## Tareas:
1. Traduce al inglés la siguiente oración del fragmento sobre Murillo: «Tras la marcha de Zurbarán a Madrid, Murillo terminó de heredar su posición en el mercado y acaparó la escena sevillana, hasta el punto de que acabó teniendo que fundar un gran taller a semejanza de los imagineros, pues los encargos sacros le llegaban desde toda Andalucía.»
2. Resume en una lista breve el párrafo del fragmento sobre Murillo que empieza con «Tras la marcha de Zurbarán», conservando sus datos principales.
3. Reproduce sin cambios el fragmento sobre Murillo desde "Tras la marcha" hasta "filosofía de vida.".

## Fragmento:

#####

Tras la marcha de Zurbarán a Madrid, Murillo terminó de heredar su posición en el mercado y acaparó la escena sevillana, hasta el punto de que acabó teniendo que fundar un gran taller a semejanza de los imagineros, pues los encargos sacros le llegaban desde toda Andalucía. El 3 de abril de 1682, a los sesenta y cuatro años, fallecía en Sevilla tras haberse caído unas semanas antes de un andamio colocado en el convento de los Capuchinos de Cádiz, donde se encontraba dirigiendo unas obras, signo inequívoco de que su adoración por la vitalidad no constituía una mera pose, sino que realmente era su filosofía de vida.

#####

## Datos:
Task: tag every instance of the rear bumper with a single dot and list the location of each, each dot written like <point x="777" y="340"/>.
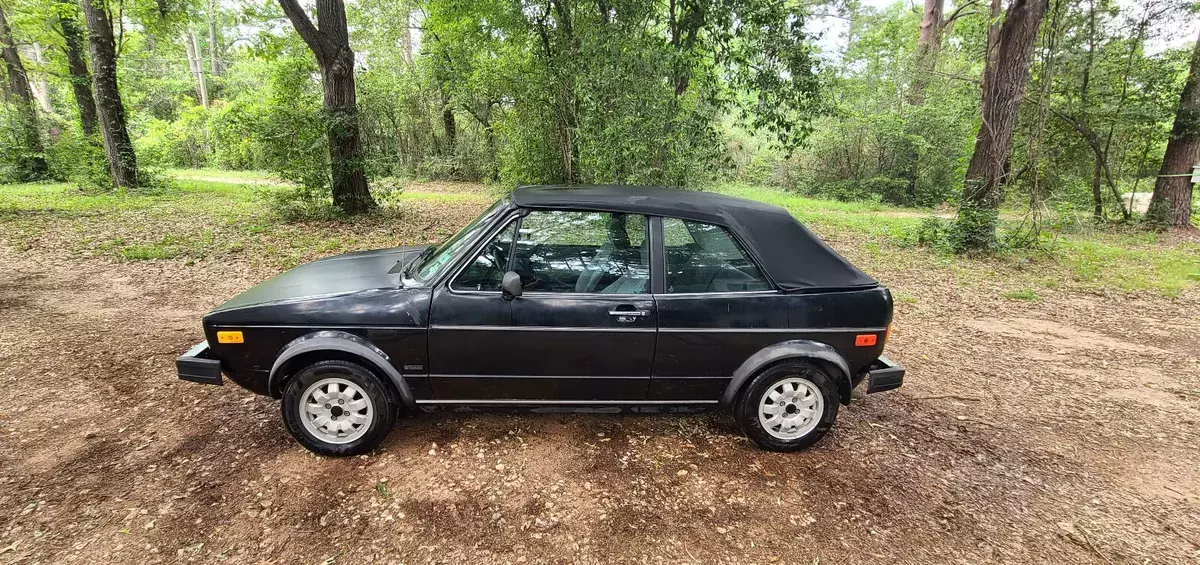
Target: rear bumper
<point x="198" y="365"/>
<point x="883" y="374"/>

#####

## Respuestas:
1. After Zurbarán left for Madrid, Murillo fully inherited his position in the market and took over the Seville scene, to the point that he eventually had to found a large workshop like those of the religious image carvers, since commissions for sacred works came to him from all over Andalusia.

2.
- Cuando Zurbarán se marchó a Madrid, Murillo heredó su posición en el mercado y dominó la escena sevillana.
- Le llegaban encargos sacros de toda Andalucía, por lo que fundó un gran taller como los de los imagineros.
- Semanas antes de morir se cayó de un andamio en el convento de los Capuchinos de Cádiz, donde dirigía unas obras.
- Murió en Sevilla el 3 de abril de 1682, a los sesenta y cuatro años.

3.
Tras la marcha de Zurbarán a Madrid, Murillo terminó de heredar su posición en el mercado y acaparó la escena sevillana, hasta el punto de que acabó teniendo que fundar un gran taller a semejanza de los imagineros, pues los encargos sacros le llegaban desde toda Andalucía. El 3 de abril de 1682, a los sesenta y cuatro años, fallecía en Sevilla tras haberse caído unas semanas antes de un andamio colocado en el convento de los Capuchinos de Cádiz, donde se encontraba dirigiendo unas obras, signo inequívoco de que su adoración por la vitalidad no constituía una mera pose, sino que realmente era su filosofía de vida.